WHAT THE TASK REQUIRES: Pull out every line in the records below that contains the word "white", and copy each one in full.

Entries on finding named things:
• • • • •

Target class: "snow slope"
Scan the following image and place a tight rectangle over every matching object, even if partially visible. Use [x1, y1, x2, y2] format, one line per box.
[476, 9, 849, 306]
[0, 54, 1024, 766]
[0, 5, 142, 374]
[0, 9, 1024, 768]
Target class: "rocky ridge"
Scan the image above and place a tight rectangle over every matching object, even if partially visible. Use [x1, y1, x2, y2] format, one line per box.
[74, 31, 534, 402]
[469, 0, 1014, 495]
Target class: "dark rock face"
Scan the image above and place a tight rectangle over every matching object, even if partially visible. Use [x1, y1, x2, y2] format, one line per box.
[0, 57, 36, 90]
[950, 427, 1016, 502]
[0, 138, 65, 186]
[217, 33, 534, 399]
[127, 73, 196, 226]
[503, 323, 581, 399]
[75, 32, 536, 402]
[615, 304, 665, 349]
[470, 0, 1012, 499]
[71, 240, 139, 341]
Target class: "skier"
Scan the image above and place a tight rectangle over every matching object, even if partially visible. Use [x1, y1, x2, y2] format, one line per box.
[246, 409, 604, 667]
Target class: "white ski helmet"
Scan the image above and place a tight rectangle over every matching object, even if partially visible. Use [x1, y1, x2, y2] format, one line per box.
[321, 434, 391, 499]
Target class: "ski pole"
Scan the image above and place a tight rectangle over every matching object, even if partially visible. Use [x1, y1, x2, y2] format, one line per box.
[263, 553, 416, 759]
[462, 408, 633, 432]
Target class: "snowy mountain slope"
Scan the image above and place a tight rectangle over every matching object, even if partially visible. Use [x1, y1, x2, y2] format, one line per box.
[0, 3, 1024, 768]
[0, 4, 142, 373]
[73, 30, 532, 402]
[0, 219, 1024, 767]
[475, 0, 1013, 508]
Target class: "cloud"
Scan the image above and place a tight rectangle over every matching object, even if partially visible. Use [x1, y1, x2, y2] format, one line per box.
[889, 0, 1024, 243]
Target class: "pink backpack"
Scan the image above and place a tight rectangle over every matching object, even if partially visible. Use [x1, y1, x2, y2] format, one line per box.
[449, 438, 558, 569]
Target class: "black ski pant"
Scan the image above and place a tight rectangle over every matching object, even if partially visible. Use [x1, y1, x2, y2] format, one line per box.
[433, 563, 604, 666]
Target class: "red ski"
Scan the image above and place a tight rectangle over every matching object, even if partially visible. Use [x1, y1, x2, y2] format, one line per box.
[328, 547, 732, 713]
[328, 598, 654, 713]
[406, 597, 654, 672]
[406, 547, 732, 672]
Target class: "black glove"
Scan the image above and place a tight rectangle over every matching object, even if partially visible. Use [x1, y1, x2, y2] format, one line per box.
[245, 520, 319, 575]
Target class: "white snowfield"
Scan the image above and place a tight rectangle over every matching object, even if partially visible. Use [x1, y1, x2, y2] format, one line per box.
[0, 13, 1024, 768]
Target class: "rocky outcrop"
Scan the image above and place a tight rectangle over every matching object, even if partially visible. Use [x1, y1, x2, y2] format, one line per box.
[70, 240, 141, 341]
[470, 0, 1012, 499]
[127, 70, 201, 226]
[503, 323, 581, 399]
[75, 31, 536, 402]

• • • • •

EXERCISE RESULT:
Target class: "white ski helmet"
Target class: "white snowfield"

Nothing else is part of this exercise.